OBJECTIVES →
1: In the semiconductor package passage, list the parts that the sentence beginning "Referring to FIG. 13B" says PiP-type semiconductor package 8a may include.
2: According to the semiconductor package passage, what may the heat dissipation unit include?
3: Carry on the semiconductor package passage from its last sentence.

SOURCE PASSAGE →
----------

Referring to FIG. 13A, a PiP-type semiconductor package 8 may include the package redistribution layer 500, a plurality of electronic components which are arranged on the package redistribution layer 500 to be apart from each other in a horizontal direction and include the sub package SPe and the electronic device 802a, the package molding layer 900 covering the top surface of the package redistribution layer 500 and surrounding the electronic components, and the package connection terminals 550 attached to the bottom surface of the package redistribution layer 500. The package molding layer 900 may entirely cover the side and top surfaces of each of the sub package SPe and the electronic device 802a.

The top surface of the electronic device 802a may be substantially at the same vertical level as the top surface of the sub package SPe. For example, the height from the top surface of the package redistribution layer 500 to the top surface of the electronic device 802a may be substantially the same as the height from the top surface of the package redistribution layer 500 to the top surface of the sub package SPe.

Referring to FIG. 13B, a PiP-type semiconductor package 8a may include the package redistribution layer 500, a plurality of electronic components which are arranged on the package redistribution layer 500 to be apart from each other in a horizontal direction and include the sub package SPe and the electronic device 802a, the package molding layer 900a covering the top surface of the package redistribution layer 500 and surrounding the electronic components, and the package connection terminals 550 attached to the bottom surface of the package redistribution layer 500. The package molding layer 900a may entirely cover the side surface of each of the sub package SPe and the electronic device 802a but may not cover the top surface of the sub package SPe, e.g., the top surface of the sub molding layer 790, and top surface of the electronic device 802a. The top surface of the package molding layer 900a, the top surface of the sub package SPe, and the top surface of the electronic device 802a may be at the same vertical level and coplanar with one another.

In some embodiments, the semiconductor package 8a may further include a heat dissipation unit, which covers the top surface of each of the sub package SPe and the electronic device 802a. The heat dissipation unit may include a heat slug or a heat sink. The semiconductor package 8a may further include a TIM between the heat dissipation unit and the sub package SPe and between the heat dissipation unit and the electronic device 802a.

One or more of the elements disclosed above may include or be implemented in processing circuitry such as hardware including logic circuits; a hardware/software combination such as a processor executing software; or a combination thereof. For example, the processing circuitry more specifically may include, but is not limited to, a central processing unit (CPU), an arithmetic logic unit (ALU), a digital signal processor, a microcomputer, a field programmable gate array (FPGA), a System-on-Chip (SoC), a programmable logic unit, a microprocessor, application-specific integrated circuit (ASIC), etc.

----------

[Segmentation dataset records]
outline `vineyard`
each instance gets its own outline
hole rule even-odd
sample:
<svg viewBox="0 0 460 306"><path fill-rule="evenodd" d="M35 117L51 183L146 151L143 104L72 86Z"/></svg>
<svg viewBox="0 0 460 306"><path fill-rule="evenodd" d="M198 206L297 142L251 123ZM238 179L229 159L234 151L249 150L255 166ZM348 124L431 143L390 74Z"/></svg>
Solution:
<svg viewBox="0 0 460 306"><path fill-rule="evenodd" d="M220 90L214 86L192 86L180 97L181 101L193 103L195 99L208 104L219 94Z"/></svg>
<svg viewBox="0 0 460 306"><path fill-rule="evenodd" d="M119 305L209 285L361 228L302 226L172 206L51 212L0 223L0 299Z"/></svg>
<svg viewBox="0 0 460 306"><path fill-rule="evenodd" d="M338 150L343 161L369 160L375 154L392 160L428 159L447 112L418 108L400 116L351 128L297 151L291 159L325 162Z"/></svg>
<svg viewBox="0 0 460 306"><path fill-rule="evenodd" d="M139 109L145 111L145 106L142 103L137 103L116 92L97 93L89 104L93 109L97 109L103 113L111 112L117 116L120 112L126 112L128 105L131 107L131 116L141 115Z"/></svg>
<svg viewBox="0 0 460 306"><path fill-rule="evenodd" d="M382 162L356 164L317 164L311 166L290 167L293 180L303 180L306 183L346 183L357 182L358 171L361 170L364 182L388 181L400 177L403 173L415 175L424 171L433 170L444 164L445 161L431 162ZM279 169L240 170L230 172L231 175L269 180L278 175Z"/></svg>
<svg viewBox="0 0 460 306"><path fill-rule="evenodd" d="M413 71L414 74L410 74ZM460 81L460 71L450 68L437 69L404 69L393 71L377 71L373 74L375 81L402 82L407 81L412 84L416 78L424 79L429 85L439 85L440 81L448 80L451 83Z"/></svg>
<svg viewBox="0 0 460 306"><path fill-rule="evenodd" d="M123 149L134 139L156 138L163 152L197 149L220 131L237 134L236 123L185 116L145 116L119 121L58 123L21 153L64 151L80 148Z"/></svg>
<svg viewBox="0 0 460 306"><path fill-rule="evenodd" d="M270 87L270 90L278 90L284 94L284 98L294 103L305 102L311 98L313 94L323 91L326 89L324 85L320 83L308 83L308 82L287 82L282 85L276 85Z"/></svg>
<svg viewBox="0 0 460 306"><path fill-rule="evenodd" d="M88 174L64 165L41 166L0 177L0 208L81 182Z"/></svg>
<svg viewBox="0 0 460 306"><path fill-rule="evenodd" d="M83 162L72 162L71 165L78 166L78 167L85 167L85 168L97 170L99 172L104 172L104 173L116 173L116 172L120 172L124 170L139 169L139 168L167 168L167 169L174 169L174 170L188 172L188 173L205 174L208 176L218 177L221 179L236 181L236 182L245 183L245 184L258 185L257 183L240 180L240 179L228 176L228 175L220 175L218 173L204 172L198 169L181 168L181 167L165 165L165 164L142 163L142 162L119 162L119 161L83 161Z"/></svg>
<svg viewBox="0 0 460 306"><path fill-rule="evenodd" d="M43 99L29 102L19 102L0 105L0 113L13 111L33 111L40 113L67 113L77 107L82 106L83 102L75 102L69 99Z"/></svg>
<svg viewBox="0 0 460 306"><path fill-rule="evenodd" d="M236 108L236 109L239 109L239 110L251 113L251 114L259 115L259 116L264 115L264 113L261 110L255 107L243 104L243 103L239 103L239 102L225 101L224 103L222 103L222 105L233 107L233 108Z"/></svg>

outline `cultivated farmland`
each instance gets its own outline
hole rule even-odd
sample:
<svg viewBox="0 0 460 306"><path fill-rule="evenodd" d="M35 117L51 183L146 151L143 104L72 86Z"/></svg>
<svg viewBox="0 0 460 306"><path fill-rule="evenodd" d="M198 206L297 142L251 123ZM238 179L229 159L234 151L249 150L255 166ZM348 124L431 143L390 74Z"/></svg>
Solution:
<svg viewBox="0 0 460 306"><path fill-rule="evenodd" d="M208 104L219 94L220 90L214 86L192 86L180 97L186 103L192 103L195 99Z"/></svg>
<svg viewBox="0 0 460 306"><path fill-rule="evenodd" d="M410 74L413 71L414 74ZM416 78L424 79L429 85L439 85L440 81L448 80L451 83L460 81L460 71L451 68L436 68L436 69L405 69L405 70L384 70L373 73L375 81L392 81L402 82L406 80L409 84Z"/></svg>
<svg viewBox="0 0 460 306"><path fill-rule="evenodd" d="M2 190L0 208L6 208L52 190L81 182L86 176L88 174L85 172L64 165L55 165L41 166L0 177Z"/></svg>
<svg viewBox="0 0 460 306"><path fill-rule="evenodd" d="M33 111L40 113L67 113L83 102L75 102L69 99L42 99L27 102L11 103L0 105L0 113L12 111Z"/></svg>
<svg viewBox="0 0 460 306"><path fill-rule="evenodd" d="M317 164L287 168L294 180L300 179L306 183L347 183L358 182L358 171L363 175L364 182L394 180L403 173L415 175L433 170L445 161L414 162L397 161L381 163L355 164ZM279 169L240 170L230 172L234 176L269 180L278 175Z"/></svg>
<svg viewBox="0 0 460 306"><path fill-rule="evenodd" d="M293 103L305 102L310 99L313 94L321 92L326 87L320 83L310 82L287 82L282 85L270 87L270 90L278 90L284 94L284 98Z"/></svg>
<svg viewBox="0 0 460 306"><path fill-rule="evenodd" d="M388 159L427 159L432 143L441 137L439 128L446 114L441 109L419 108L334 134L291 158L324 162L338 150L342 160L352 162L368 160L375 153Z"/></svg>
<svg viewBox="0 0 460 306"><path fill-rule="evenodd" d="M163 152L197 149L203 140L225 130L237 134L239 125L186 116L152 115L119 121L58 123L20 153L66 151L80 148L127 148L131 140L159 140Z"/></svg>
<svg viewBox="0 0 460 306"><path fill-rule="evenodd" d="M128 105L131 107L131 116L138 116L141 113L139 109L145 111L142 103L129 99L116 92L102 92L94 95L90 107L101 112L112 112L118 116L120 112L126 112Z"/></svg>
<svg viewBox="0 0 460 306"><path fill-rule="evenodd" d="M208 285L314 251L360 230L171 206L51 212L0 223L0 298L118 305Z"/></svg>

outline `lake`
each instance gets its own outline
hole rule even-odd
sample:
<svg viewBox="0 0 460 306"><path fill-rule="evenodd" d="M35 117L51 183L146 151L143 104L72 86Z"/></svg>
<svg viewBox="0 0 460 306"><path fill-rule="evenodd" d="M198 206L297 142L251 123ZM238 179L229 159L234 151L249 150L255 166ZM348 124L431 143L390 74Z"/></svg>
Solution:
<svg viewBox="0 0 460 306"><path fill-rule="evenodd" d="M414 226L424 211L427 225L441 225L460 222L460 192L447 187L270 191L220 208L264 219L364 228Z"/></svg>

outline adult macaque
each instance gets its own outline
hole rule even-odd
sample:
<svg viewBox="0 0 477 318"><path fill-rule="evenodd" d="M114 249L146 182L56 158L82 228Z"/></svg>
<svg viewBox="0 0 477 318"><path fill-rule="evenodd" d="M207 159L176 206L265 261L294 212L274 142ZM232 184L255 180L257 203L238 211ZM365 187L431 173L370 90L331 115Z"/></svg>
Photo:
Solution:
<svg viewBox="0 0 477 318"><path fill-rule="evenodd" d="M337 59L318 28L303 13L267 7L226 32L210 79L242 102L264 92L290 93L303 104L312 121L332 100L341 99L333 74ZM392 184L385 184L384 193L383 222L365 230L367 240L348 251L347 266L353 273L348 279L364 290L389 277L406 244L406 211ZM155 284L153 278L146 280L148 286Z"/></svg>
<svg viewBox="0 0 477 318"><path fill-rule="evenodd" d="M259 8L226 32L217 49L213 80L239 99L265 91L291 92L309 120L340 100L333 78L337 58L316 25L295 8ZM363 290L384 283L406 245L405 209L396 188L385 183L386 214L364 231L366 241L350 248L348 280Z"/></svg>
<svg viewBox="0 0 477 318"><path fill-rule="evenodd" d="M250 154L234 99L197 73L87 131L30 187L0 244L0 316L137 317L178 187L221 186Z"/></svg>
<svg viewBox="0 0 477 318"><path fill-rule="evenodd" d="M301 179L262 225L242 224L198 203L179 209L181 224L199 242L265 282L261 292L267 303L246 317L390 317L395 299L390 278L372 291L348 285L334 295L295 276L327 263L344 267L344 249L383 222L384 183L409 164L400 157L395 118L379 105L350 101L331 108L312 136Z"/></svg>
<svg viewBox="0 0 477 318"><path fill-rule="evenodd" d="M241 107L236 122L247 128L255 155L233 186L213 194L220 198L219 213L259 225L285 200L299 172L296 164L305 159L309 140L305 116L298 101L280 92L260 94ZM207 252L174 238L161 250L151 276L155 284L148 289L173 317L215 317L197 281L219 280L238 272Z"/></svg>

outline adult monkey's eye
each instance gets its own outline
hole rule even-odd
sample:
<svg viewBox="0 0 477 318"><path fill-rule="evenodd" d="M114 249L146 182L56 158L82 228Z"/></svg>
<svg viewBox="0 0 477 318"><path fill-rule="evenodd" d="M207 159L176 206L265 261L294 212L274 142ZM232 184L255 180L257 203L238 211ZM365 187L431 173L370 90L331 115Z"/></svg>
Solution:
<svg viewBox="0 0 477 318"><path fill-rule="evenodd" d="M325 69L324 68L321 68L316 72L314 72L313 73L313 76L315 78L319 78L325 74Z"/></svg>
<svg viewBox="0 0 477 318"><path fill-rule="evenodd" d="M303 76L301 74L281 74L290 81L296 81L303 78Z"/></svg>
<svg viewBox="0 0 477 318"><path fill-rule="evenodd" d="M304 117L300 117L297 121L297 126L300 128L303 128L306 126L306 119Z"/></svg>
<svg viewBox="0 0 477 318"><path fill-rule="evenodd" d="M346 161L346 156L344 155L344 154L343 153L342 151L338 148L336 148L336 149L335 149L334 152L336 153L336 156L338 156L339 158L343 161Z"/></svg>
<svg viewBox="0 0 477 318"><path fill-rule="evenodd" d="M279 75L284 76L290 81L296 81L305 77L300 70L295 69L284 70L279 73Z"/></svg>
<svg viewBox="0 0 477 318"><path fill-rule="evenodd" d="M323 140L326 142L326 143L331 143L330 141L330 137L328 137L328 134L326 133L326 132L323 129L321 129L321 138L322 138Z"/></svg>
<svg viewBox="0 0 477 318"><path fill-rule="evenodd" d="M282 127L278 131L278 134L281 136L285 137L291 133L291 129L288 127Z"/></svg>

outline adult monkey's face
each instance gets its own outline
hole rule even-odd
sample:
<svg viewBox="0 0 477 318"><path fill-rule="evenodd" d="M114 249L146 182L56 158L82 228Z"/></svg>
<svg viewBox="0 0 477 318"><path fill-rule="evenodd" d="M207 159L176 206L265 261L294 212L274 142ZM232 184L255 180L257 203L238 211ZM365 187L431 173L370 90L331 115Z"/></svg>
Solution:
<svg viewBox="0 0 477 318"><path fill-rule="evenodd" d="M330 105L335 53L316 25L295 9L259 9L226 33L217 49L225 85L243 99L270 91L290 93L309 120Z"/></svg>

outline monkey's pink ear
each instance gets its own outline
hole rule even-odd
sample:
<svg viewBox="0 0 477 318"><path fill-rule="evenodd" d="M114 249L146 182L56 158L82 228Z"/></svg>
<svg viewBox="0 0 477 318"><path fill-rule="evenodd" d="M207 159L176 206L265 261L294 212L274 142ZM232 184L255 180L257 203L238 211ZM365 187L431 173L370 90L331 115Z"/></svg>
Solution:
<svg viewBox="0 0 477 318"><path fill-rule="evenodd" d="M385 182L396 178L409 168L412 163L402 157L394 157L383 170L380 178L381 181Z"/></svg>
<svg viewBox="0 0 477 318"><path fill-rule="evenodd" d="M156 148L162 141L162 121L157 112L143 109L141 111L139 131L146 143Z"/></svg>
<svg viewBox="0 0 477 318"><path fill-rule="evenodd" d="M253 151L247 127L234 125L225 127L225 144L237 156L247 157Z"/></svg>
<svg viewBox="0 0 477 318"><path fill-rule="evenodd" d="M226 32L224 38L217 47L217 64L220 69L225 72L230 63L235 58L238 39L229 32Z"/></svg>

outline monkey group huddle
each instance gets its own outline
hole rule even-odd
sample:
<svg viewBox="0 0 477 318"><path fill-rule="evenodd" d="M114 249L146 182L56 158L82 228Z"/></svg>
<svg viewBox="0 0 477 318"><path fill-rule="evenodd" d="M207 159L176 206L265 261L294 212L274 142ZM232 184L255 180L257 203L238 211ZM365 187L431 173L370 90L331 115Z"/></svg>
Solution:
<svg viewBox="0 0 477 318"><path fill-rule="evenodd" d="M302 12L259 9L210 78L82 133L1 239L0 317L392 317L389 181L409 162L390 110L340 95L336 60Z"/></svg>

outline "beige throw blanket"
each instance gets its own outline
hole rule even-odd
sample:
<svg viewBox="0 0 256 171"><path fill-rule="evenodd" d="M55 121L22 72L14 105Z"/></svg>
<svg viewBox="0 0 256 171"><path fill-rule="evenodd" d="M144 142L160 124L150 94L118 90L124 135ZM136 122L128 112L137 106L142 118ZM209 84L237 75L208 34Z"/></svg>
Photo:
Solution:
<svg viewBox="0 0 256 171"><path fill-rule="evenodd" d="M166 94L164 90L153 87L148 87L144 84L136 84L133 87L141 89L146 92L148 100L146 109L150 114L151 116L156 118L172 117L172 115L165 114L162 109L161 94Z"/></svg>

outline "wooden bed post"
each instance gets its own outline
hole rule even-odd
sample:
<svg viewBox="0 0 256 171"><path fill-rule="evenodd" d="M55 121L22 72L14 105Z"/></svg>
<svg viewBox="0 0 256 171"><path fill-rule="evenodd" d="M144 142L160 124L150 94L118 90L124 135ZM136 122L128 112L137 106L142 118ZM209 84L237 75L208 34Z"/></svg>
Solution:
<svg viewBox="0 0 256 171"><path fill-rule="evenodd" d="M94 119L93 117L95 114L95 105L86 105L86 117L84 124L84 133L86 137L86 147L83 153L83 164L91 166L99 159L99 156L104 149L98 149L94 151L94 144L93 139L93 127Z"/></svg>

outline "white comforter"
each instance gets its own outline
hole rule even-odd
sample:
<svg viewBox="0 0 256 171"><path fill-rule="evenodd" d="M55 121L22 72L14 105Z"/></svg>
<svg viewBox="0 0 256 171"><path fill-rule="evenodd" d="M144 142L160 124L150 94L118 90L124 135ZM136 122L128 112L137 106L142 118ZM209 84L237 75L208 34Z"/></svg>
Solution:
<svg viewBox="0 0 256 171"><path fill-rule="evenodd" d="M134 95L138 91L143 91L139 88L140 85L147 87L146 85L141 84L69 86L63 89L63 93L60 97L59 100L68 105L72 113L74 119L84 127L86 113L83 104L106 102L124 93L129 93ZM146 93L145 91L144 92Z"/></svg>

----------

RESULTS OF THE TASKS →
1:
- The package redistribution layer 500
- A plurality of electronic components, including the sub package SPe and the electronic device 802a, arranged on the package redistribution layer 500 apart from each other in a horizontal direction
- The package molding layer 900a, covering the top surface of the package redistribution layer 500 and surrounding the electronic components
- The package connection terminals 550, attached to the bottom surface of the package redistribution layer 500

2: A heat slug or a heat sink.

3:
While inventive concepts have been particularly shown and described with reference to embodiments thereof, it will be understood that various changes in form and details may be made therein without departing from the spirit and scope of the following claims.

Claims

1. A semiconductor package of a package-in-package type, the semiconductor package comprising: a package redistribution layer including a plurality of package redistribution patterns and a package redistribution insulating layer surrounding the plurality of package redistribution patterns;a plurality of electronic components apart from each other in a horizontal direction on the package redistribution layer, the plurality of electronic components include a sub package;a package molding layer covering a top surface of the package redistribution layer and surrounding the plurality of electronic components; anda plurality of package connection terminals attached to a bottom surface of the package redistribution layer in a fan-out manner,the sub package includes a package substrate corresponding to a printed circuit board, a semiconductor chip attached to the package substrate, and a sub molding layer on the package substrate,the package substrate includes a base insulating layer, package upper pads on a top surface of the base insulating layer and package lower pads on a bottom surface of the base insulating layer,the semiconductor chip includes a plurality of chip pads electrically connected to the package upper pads,the sub molding layer covers the semiconductor chip, andthe package lower pads are respectively in contact with and electrically connected to the plurality of package redistribution patterns.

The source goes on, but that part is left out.